■ TEXT EXCERPT ■
__________________________________________________

Resolving OSSEC active response iptables issues

The past few days some of my servers are having difficult times due to the increase of spam by some botnet(s). From around 600-700 emails per day for unknown addresses/recipients on local domains, this number reached a peak of 8.000 emails 2 days ago. In order to reduce further botnet attempts I’m having ossec to engage, which in turn tries to firewall hosts.

That worked quite ok for a while but then I’ve started seeing errors in the active-response.log like the ones below:

Unable to run (iptables returning != 3): 1 – /var/ossec/active-response/bin/firewall-drop.sh delete – 91.121.21.8 1310919172.51029 31106
Unable to run (iptables returning != 1): 1 – /var/ossec/active-response/bin/firewall-drop.sh delete – 79.149.198.149 1310919524.52191 3302
Unable to run (iptables returning != 1): 2 – /var/ossec/active-response/bin/firewall-drop.sh delete – 79.149.198.149 1310919524.52191 3302
Unable to run (iptables returning != 1): 3 – /var/ossec/active-response/bin/firewall-drop.sh delete – 79.149.198.149 1310919524.52191 3302
Unable to run (iptables returning != 1): 4 – /var/ossec/active-response/bin/firewall-drop.sh delete – 79.149.198.149 1310919524.52191 3302
Unable to run (iptables returning != 1): 5 – /var/ossec/active-response/bin/firewall-drop.sh delete – 79.149.198.149 1310919524.52191 3302
Unable to run (iptables returning != 4): 1 – /var/ossec/active-response/bin/firewall-drop.sh add – 115.242.188.157 1310969220.1045522 3302

Obviously iptables is busy doing something else at the time, adding or deleting some other rule, so the loop inside firewall-drop.sh sometimes fails. That was a bit worrying, I had to fix ossec so one way or another so that iptables rules would eventually be applied. I’ve faced the same issue with iptables in the past, trying to simultaneously add multiple (>5) iptables rules at exactly the same time is very error prone, there’s no way to tell which of those rules will be applied. In order to circumvent the issue, I added locking to the active response script.

__________________________________________________

■ DATA SUPPLIED ■
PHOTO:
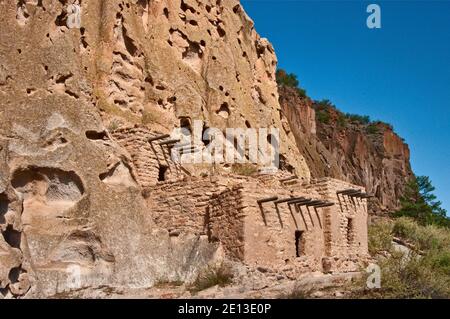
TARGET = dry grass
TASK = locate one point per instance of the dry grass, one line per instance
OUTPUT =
(212, 276)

__________________________________________________

■ COMPLETE THE FOLLOWING ■
1/ In the OSSEC post, what did the author add to the active response script to get around the iptables failures?
2/ Quote the OSSEC post from "Resolving OSSEC active" to "to firewall hosts.".
3/ Write what comes next in the OSSEC post, picking up after its last sentence.

■ RESPONSES TO THE EXERCISE ■
1/ Locking.

2/
Resolving OSSEC active response iptables issues

The past few days some of my servers are having difficult times due to the increase of spam by some botnet(s). From around 600-700 emails per day for unknown addresses/recipients on local domains, this number reached a peak of 8.000 emails 2 days ago. In order to reduce further botnet attempts I’m having ossec to engage, which in turn tries to firewall hosts.

3/
Whenever it comes to locking with shell scripts I am using a set of four functions inside a file that I source when I need to. I place this file usually inside /usr/local/bin/ under the lock.sh filename.

lockme () {
    if [ -z "$1" ];then
        echo " o Use an argument to lock"
        return 1
    fi
    if [ -z "$2" ];then
        PID=$$
    else
        PID=$2
    fi
    LOCK_PID_FILE=/var/lock/$1
    if [ -f $LOCK_PID_FILE ];then
        sleep 1
        echo " o Lock file found"
        if [ ! -d /proc/`cat $LOCK_PID_FILE 2>/dev/null` ];then
            echo " o Stale lock file ignoring..."
            rm -f $LOCK_PID_FILE
        else
            return 1
        fi  
    fi  
    #temp file
    echo -n $PID > $LOCK_PID_FILE.$PID
    ln -s $LOCK_PID_FILE.$PID $LOCK_PID_FILE && return 0
    rm -f $LOCK_PID_FILE.$PID
    return 1
}

lockme_wait () {
    if [ -z "$1" ];then
        echo " o Use an argument to lock"
        return 1
    fi  
    if [ -z "$2" ];then
        PID=$$
    else
        PID=$2
    fi  
    while [ 1 ];do
        lockme $1 $PID && break
        sleep 4
    done
    return 0
}

unlockme () {
    if [ -z "$1" ];then
        echo " o Use an argument to unlock"
        return 1
    fi
    #remove pid file
    rm -f /var/lock/$1.`cat /var/lock/$1 2>/dev/null`
    rm -f /var/lock/$1
    return 0
}   

kill_locked () {
    if [ -z "$1" ];then
        echo " o Use an argument to kill_locked"
        return 1
    fi
    if [ -e /var/lock/$1 ]; then
        kill `cat /var/lock/$1 2>/dev/null`
    fi
    rm -f /var/lock/$1.`cat /var/lock/$1 2>/dev/null`
    rm -f /var/lock/$1
}

You can also use %s/var\/lock/tmp/g if you prefer having the locks on the /tmp which is usually ramfs, partition.

Afterwards I edited /var/ossec/active-response/bin/firewall-drop.sh to just add 3 lines. (I only edited the relevant Linux section of the script, since I haven’t tested, or don’t even know if it’s needed on the BSD, SunOS sections, I left those unedited):

  • Add . /usr/bin/lock.sh right after the “# Checking for an IP” section (around line 45)
  • Right after “# Executing and exiting” add lockme_wait active-response (around line 75)
  • Right after the second while loop finishes, after “done” and before “exit 0” add unlockme active-response (around line 110)
  • That’s it…just 3 lines added and the errors have completely stopped since then.

    P.S. Yes, I could have used lockfile-progs to achieve the same result, but I (also) use lock.sh file in embedded systems when needed, and it’s far more portable and easy.